Data extracts
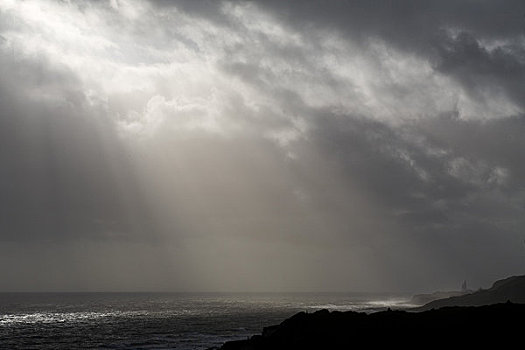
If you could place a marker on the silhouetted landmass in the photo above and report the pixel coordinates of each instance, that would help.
(422, 299)
(508, 289)
(451, 327)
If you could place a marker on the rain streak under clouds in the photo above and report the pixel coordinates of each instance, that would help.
(261, 146)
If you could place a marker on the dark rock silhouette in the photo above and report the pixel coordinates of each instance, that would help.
(508, 289)
(498, 324)
(448, 327)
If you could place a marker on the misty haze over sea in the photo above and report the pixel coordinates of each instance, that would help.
(158, 320)
(247, 146)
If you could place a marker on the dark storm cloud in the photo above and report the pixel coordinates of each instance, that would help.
(359, 144)
(64, 175)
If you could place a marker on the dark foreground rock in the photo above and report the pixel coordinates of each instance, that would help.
(452, 327)
(511, 289)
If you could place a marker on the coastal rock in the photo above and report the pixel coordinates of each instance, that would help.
(508, 289)
(447, 327)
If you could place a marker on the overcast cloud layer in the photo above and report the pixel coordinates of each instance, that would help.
(261, 146)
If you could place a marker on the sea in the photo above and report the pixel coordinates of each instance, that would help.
(160, 320)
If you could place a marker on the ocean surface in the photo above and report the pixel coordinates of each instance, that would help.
(159, 320)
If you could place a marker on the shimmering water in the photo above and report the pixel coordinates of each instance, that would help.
(157, 320)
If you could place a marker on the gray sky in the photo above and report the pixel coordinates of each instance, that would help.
(261, 146)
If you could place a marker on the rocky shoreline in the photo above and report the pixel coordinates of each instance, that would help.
(486, 317)
(448, 327)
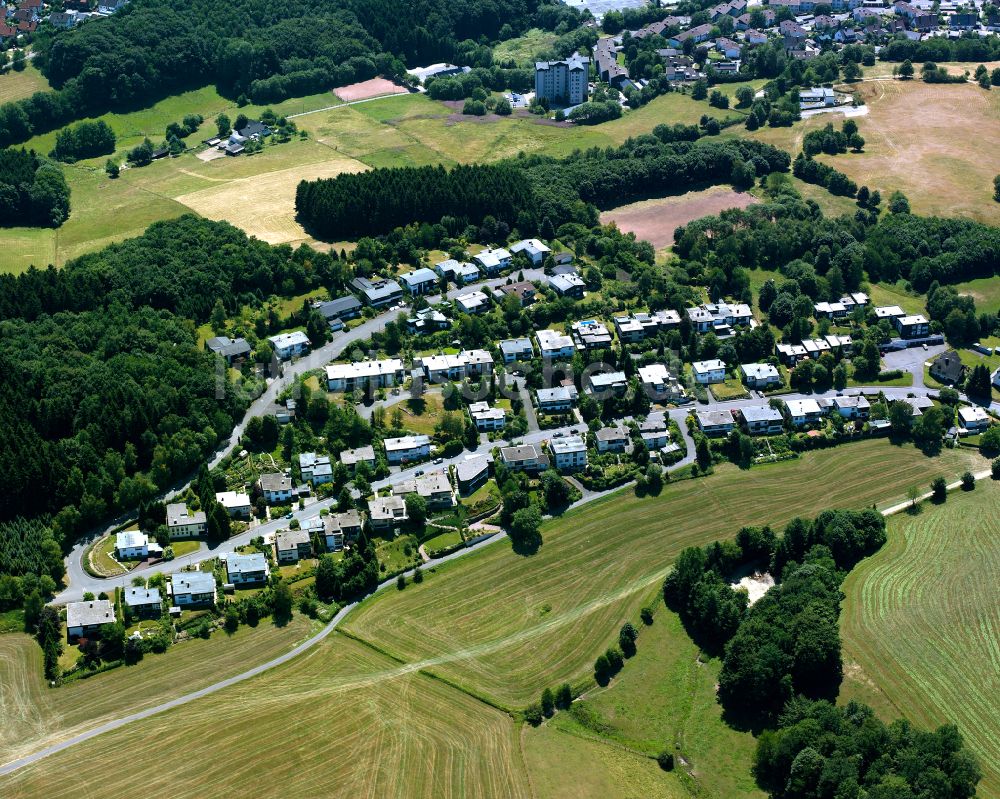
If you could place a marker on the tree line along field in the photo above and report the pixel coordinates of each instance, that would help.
(35, 716)
(505, 627)
(921, 623)
(256, 192)
(385, 714)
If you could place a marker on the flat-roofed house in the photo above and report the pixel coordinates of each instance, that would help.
(487, 418)
(419, 281)
(276, 488)
(315, 469)
(760, 375)
(339, 528)
(193, 589)
(524, 458)
(288, 345)
(352, 457)
(568, 453)
(762, 420)
(292, 546)
(386, 512)
(804, 412)
(353, 376)
(611, 439)
(472, 473)
(85, 619)
(556, 400)
(534, 249)
(715, 423)
(250, 569)
(555, 345)
(144, 603)
(407, 448)
(517, 349)
(660, 384)
(236, 503)
(182, 523)
(711, 371)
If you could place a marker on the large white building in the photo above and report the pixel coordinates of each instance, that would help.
(351, 376)
(563, 82)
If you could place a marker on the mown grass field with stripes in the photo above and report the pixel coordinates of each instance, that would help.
(505, 626)
(921, 623)
(33, 715)
(342, 720)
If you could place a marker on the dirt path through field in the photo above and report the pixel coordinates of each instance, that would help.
(656, 220)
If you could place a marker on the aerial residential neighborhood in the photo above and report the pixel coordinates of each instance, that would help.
(591, 398)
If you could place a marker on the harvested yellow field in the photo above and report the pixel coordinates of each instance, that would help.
(264, 205)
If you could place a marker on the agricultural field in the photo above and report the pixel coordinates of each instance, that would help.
(18, 85)
(938, 144)
(343, 720)
(664, 698)
(36, 716)
(920, 621)
(655, 220)
(569, 598)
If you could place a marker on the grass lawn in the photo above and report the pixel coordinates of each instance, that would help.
(731, 389)
(523, 50)
(102, 557)
(443, 541)
(398, 733)
(491, 616)
(568, 766)
(182, 548)
(35, 716)
(393, 553)
(919, 624)
(18, 85)
(665, 698)
(421, 414)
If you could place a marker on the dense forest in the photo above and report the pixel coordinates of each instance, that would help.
(101, 410)
(250, 48)
(184, 266)
(33, 191)
(527, 191)
(782, 666)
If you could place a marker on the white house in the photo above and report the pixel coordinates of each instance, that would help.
(288, 345)
(715, 423)
(555, 345)
(407, 448)
(466, 364)
(533, 248)
(516, 349)
(472, 302)
(713, 371)
(276, 488)
(315, 469)
(292, 546)
(804, 411)
(131, 545)
(353, 376)
(568, 453)
(492, 261)
(974, 418)
(760, 375)
(85, 619)
(193, 588)
(246, 569)
(419, 281)
(181, 523)
(487, 418)
(235, 502)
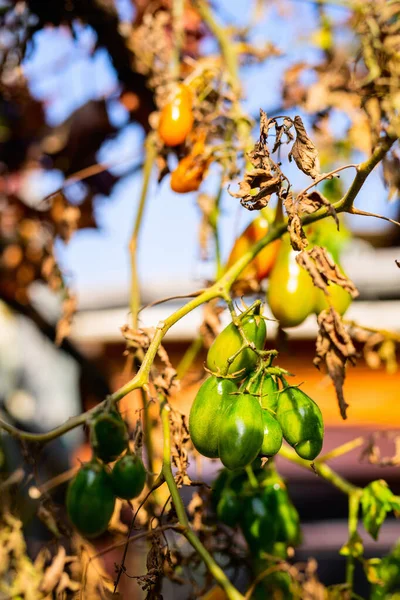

Work order
Write the records out exactly, dropping every image.

Written response
If you could place a marker on the silhouetted landmass in the photo above and report the pixel coordinates of each instance, that would help.
(422, 299)
(508, 289)
(451, 327)
If you could place a marker on the rain streak under clouds in the photo above and report the pixel coordinates of each instance, that would help.
(261, 146)
If you could place a marker on the dark rock silhouette in the photo above and report the pixel coordinates of each instance, that would help.
(508, 289)
(498, 324)
(448, 327)
If you could place a marker on the misty haze over sea in the photo above and report the pixel coordinates of each instance, that would help.
(158, 320)
(247, 146)
If you could place a marker on the dark storm cloud in the photo above and report the pixel coordinates of each instance, that would help.
(359, 144)
(64, 175)
If you could place a marker on the dark foreground rock in the photo above and report the pixel coordinates of each instance, that would help.
(452, 327)
(511, 289)
If you could place a marker on the coastal rock in the photo above and report the pixel coordinates of each instance, that would help.
(508, 289)
(447, 327)
If you could place a marker on the overcast cloud layer in the photo above and report the pixel coordinates of each instance, that would help.
(261, 146)
If you could place a marker on the sea in the photo above and report the pixel coordinates of each instance, that would help.
(160, 320)
If you could place a marker on the ocean surface in the photo above and report the pixel coordinates of each instance, that would help.
(159, 320)
If you could place a marker on the shimmering water in the photo above and report the pixel coordinates of each instance, that would help.
(157, 320)
If you could place a marker on the gray sky in the photo above and report the pixel coordinates of each instance, that would help.
(261, 146)
If you could place a marker on the rocky shoreline in the photo above and report the pixel coordinates of each instance, that would help.
(486, 317)
(448, 327)
If you could place a marker on the tree line along field in the photo above and report the pixel coordinates of each instance, that would help.
(35, 716)
(505, 627)
(921, 623)
(256, 192)
(385, 714)
If you could place a marker on the flat-roofed house in the photo above and report the pixel coordinates of each instance, that would help.
(487, 418)
(419, 281)
(276, 488)
(315, 469)
(760, 375)
(339, 528)
(193, 589)
(524, 458)
(288, 345)
(352, 457)
(568, 453)
(762, 420)
(292, 546)
(386, 512)
(804, 412)
(353, 376)
(611, 439)
(472, 473)
(85, 619)
(556, 400)
(534, 249)
(715, 423)
(250, 569)
(555, 345)
(144, 603)
(407, 448)
(517, 349)
(660, 384)
(236, 503)
(182, 523)
(711, 371)
If you could place a marker on the large white building in the photo above and report the pixel coordinates of each instance, that would help.
(351, 376)
(563, 82)
If you could place a marker on the mown grass field with stripes in the photo above and report the pixel coordinates of each instance, that would help.
(505, 626)
(921, 623)
(33, 715)
(342, 720)
If you could place a marker on the dirt path through field in the photo above and report the pixel coordinates of each instance, that would help.
(656, 220)
If you could place a marker on the aerial residential neighborhood in the photo above and report the pixel coordinates of each instance, that would help.
(591, 398)
If you could place a marker on the harvested yellow field in the photo above and report the pixel coordinates of each instance, that would help.
(264, 205)
If you could place a marker on the agricultural field in the photo above and report the pixel coordinates of each instance, that would help.
(18, 85)
(938, 144)
(343, 720)
(664, 698)
(36, 716)
(920, 621)
(655, 220)
(569, 598)
If you could place a marker on the grass lawn in the photo above and report the pixel coordinates of each instance, that would help.
(731, 389)
(523, 50)
(102, 557)
(443, 541)
(398, 733)
(491, 616)
(568, 766)
(182, 548)
(35, 716)
(393, 553)
(919, 624)
(18, 85)
(665, 698)
(421, 414)
If you could place a marker on the dense forest in the photo above and report the pixel coordinates of each instance, that would help.
(101, 410)
(250, 48)
(184, 266)
(33, 191)
(527, 191)
(782, 666)
If you could place a marker on the white house in the photo above and report the pixel coordinates of each instance, that would help.
(288, 345)
(715, 423)
(555, 345)
(407, 448)
(466, 364)
(533, 248)
(516, 349)
(472, 302)
(713, 371)
(276, 488)
(315, 469)
(292, 546)
(804, 411)
(131, 545)
(353, 376)
(568, 453)
(492, 261)
(974, 418)
(760, 375)
(85, 619)
(193, 588)
(246, 569)
(419, 281)
(181, 523)
(487, 418)
(235, 502)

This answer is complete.